#### [Text to read]
Jalan Alor, located just behind Jalan Bukit Bintang, is basically a strip of Chinese seafood restaurants, with a row of hawker stalls set up on the five foot walkway on both sides and plastic tables and chairs spilling out onto the road. The variety of food available is amazing, recognised as some of the best and cheapest in the city.
5. KL Bird Park
Located in the serene Lake Gardens, KL Bird Park is an eco-tourism site that it home to more than 3,000 birds belonging to 200 species. Birds are divided into four zones; three of the zones are called free flight, because birds are free to fly wherever they want in surroundings that resemble their native, natural habitat. Park operators say their bird park is the largest free flight park in the world. Visitors can walk among the birds in these zones, making for a different experience. There are caged birds are in the fourth zone.
6. Menara KL Tower
The almost 335 meters (1,100 feet) high Menara KL Tower serves two purposes. The first is as a communications tower. The second is as a tourist attraction with a revolving restaurant and observation area that offers stunning panoramic views of Kuala Lumpur below. It is the highest public viewing area in the city. Trivia fans will be impressed that it took 31 consecutive hours to pour the concrete for the tower base. Travelers in top athletic condition might want to participate in the annual race to climb the steps to the top levels; couch potatoes can take the elevator.
The viewing deck is at least 100 meters higher than the Petronas Tower’s Skybridge and to get free tickets be sure to arrive early.
09:00 – 22:00 (weekday)
09:30 – 22:00 (weekend & public holidays)
7. Thean Hou Temple
Visitors to Thean Hou Temple will find a little bit of China in Kuala Lumpur, since it is one of the largest Chinese temples in Southeast Asia. Opened in 1989 by Malaysia’s Chinese community, it is a stunning example of Chinese architecture, with its four levels of orange tiled pagodas. The temple honors Thean Hou, the goddess of the sea. With a spectacular view of Kuala Lumpur as a backdrop, the temple is a popular spot to take wedding photos; the temple even has a marriage registration office, with about 5,000 couples a year choosing to get married here.
8. Sultan Abdul Samad Building
Among Kuala Lumpur’s earliest Moorish-style buildings, the Sultan Abdul Samad Building is a distinguished city landmark that originally served as the secretariat for the colonial British administration. Today it is home to the offices of the Ministry of Information, Communications and Culture of Malaysia. Built in 1897 and designed by AC Norman, it is set to the east of Merdeka Square and is frequently the backdrop for Malaysia’s annual Independence Day parades.

#### [Records shown]
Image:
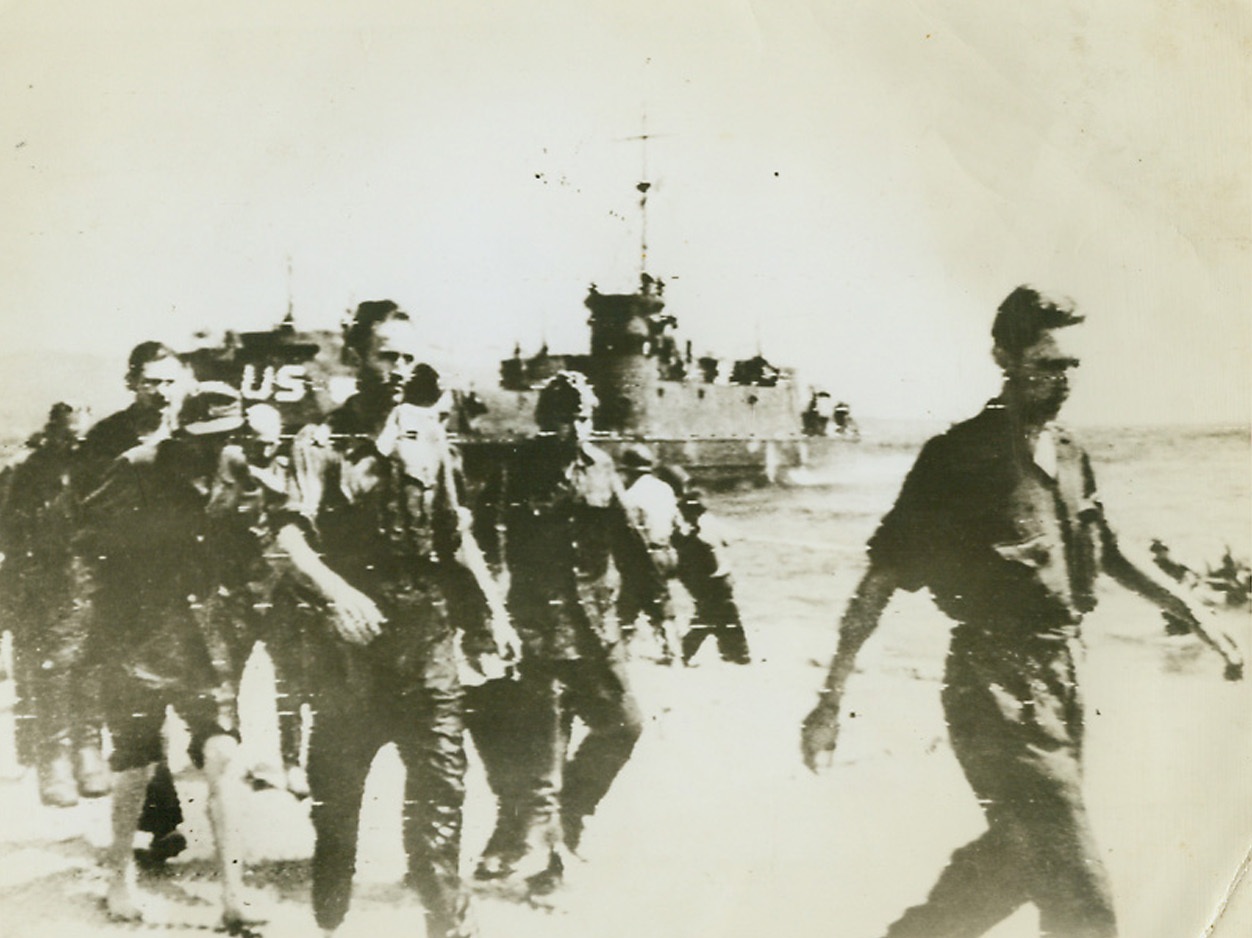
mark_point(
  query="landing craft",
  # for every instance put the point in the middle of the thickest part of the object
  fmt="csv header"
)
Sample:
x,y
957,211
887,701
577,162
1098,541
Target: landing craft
x,y
726,422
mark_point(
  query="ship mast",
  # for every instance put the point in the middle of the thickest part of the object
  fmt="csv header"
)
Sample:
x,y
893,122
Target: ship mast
x,y
642,185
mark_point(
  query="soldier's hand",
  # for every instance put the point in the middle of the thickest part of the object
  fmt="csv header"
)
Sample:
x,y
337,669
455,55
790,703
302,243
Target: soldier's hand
x,y
819,734
356,616
508,645
1206,623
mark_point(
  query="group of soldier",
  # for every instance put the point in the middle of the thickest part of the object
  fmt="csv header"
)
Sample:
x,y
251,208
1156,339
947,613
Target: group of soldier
x,y
147,555
185,527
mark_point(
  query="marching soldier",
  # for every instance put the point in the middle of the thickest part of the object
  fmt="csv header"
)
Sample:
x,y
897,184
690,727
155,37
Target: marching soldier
x,y
1000,521
555,519
372,530
59,729
169,545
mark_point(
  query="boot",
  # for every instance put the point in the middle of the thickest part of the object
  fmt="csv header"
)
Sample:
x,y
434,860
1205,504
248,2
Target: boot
x,y
94,779
56,784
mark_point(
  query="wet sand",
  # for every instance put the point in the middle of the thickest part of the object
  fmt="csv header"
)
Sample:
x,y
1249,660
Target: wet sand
x,y
715,828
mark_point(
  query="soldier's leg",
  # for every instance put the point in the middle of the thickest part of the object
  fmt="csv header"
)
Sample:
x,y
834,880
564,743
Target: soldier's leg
x,y
343,743
25,673
160,817
718,608
135,718
1022,759
596,691
507,723
213,721
430,734
93,774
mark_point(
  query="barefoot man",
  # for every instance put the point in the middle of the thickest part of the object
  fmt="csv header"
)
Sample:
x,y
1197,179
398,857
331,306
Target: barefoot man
x,y
157,555
999,520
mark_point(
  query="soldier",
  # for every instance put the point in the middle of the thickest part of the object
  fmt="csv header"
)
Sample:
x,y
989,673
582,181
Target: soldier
x,y
159,382
702,571
373,529
59,728
555,517
999,519
168,539
654,510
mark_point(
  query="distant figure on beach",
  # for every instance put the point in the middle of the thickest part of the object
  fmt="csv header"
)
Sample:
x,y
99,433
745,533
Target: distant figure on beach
x,y
1000,521
654,510
59,723
165,535
701,547
372,530
555,519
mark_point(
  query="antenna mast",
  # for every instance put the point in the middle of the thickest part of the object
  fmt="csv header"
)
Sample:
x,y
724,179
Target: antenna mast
x,y
642,187
289,319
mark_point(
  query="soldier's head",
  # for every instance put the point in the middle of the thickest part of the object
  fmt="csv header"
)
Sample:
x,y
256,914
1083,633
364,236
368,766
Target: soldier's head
x,y
636,460
66,423
386,348
213,410
158,378
565,406
1032,348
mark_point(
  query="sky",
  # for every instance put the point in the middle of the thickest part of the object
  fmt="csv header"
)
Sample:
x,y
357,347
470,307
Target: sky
x,y
848,187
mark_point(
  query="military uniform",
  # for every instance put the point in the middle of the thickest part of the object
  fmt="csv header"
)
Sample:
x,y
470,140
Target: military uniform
x,y
1007,541
557,522
58,711
102,446
704,575
391,531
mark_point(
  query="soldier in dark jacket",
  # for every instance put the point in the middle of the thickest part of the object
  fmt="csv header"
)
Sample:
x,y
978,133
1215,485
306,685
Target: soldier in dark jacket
x,y
555,519
59,726
1000,521
373,530
158,382
172,554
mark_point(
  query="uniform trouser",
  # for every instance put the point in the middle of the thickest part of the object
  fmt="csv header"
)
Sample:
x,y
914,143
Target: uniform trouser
x,y
1017,733
348,730
60,688
597,693
508,724
715,614
525,749
287,653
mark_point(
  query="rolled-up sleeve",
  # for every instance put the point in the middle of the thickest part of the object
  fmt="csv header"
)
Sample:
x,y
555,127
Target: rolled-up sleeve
x,y
306,479
912,534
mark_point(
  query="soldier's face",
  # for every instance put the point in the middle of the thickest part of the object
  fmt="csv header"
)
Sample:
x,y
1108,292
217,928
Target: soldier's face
x,y
1041,375
391,357
160,386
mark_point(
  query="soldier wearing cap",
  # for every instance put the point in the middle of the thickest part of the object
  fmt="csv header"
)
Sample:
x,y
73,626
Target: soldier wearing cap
x,y
158,381
654,510
372,529
701,550
1000,521
164,537
59,726
555,519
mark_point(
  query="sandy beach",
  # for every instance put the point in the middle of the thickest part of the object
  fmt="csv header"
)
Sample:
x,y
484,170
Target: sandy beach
x,y
715,828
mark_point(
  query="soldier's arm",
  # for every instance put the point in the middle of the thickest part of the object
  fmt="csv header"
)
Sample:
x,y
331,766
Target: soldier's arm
x,y
353,615
1141,577
820,730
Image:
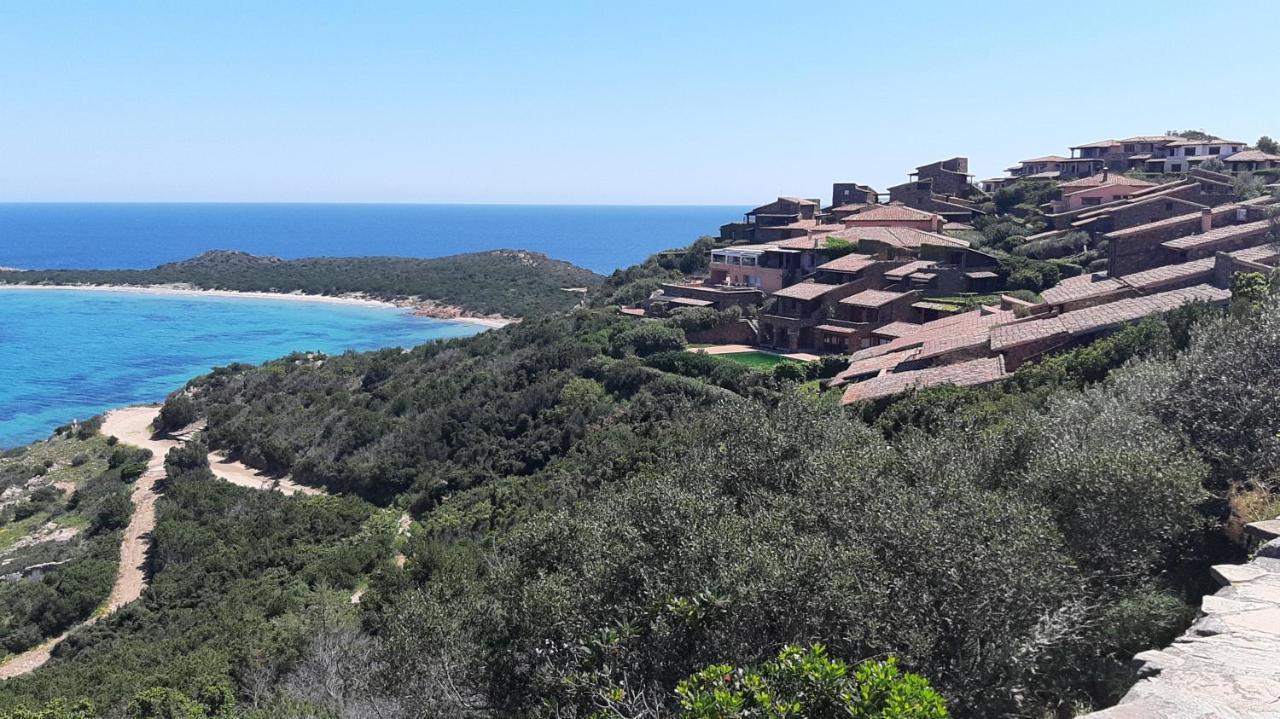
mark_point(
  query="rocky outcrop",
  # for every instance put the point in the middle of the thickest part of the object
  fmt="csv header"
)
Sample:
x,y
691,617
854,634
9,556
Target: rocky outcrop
x,y
1226,665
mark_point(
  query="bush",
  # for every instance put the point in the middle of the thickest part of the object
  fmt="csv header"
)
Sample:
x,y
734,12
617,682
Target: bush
x,y
647,338
178,412
805,682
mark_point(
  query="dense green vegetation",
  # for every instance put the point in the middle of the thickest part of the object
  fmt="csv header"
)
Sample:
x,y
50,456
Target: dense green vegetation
x,y
607,522
59,544
241,581
504,282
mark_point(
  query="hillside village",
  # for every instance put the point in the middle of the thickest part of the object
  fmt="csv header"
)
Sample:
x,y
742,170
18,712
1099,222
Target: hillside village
x,y
947,280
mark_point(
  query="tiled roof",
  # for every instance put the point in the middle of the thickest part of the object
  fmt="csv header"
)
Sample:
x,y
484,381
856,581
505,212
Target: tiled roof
x,y
1216,234
1182,271
961,374
904,270
873,365
1098,143
1189,218
813,242
872,298
849,264
1028,330
1102,316
807,225
1107,178
942,335
890,214
1151,138
1080,287
1261,253
896,329
1252,156
1184,142
908,238
805,291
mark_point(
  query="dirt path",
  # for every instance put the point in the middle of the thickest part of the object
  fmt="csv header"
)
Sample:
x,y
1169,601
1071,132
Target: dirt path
x,y
131,426
246,476
402,526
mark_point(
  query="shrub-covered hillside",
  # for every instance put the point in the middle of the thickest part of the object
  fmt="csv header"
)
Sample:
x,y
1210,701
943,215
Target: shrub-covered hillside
x,y
504,282
602,520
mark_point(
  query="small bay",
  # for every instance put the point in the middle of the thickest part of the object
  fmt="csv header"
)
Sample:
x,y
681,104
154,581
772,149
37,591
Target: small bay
x,y
69,355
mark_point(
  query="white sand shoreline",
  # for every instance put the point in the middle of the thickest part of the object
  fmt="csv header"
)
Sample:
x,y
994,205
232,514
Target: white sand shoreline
x,y
419,307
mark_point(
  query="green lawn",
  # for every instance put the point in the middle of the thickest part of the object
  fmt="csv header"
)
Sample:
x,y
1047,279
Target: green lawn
x,y
759,360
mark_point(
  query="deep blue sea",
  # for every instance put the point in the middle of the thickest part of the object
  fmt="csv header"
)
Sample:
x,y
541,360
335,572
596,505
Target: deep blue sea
x,y
72,355
602,238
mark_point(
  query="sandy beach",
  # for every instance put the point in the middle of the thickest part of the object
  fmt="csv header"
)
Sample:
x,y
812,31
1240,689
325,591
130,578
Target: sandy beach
x,y
425,308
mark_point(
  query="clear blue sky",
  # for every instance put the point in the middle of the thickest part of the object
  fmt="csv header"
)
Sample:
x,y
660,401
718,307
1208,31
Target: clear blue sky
x,y
595,102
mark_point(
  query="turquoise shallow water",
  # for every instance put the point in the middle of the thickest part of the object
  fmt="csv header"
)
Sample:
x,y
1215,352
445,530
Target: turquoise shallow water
x,y
72,355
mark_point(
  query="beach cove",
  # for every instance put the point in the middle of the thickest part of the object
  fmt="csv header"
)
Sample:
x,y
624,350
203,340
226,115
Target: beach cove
x,y
69,352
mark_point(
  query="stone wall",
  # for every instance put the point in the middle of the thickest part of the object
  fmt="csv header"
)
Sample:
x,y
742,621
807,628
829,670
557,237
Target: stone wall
x,y
1228,663
726,333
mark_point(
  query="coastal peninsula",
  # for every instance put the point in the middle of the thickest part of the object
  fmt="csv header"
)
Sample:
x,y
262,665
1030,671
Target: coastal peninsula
x,y
492,288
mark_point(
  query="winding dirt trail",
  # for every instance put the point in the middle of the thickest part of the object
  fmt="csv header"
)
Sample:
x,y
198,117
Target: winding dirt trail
x,y
131,426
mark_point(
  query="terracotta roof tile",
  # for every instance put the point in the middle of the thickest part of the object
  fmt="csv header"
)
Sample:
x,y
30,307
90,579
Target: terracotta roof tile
x,y
873,298
944,335
1217,234
1080,287
805,291
961,374
1252,156
1102,316
849,264
896,329
1191,219
873,365
888,213
1107,178
904,270
906,238
1168,274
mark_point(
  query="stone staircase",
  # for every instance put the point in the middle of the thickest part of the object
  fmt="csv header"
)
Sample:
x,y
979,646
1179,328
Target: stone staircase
x,y
1226,665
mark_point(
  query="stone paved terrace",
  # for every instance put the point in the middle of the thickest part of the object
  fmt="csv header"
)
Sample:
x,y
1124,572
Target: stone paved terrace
x,y
1226,665
961,374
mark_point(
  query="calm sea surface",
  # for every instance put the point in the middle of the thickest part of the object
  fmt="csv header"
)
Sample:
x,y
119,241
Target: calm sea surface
x,y
72,355
602,238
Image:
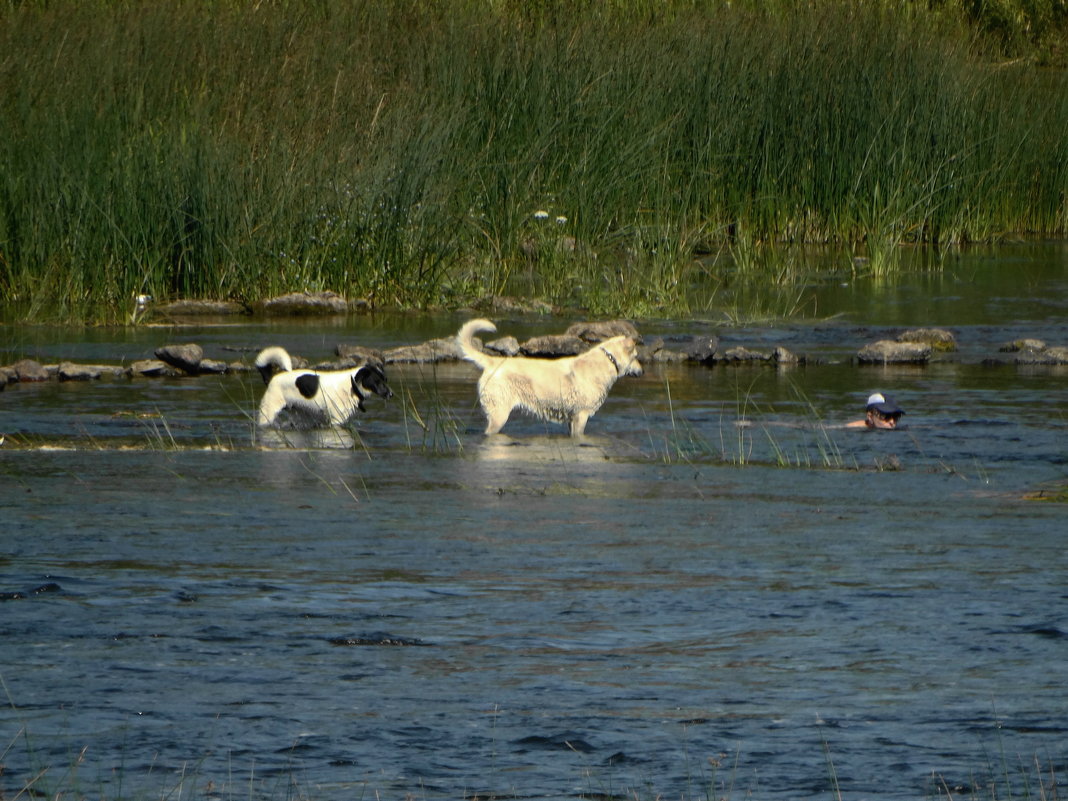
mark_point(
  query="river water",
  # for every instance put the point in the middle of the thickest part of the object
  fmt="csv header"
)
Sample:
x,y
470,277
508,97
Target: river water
x,y
719,594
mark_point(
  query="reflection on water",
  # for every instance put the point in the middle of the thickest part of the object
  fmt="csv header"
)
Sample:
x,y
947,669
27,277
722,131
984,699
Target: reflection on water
x,y
678,606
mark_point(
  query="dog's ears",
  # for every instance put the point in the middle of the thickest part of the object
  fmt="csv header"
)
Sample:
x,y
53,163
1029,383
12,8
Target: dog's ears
x,y
372,377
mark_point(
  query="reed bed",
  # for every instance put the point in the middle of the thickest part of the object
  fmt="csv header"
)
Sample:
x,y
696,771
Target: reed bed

#### [Requirement]
Condense the paragraph beginning "Visitors to Thean Hou Temple" in the Kuala Lumpur sightseeing text above into a bulleted list that keeps its main facts.

#### [Finished answer]
- Thean Hou Temple is one of the largest Chinese temples in Southeast Asia.
- Malaysia's Chinese community opened it in 1989.
- Its Chinese architecture features four levels of orange-tiled pagodas.
- It honors Thean Hou, the goddess of the sea.
- With a view of Kuala Lumpur as a backdrop, it is a popular spot for wedding photos.
- It has a marriage registration office, and about 5,000 couples a year marry there.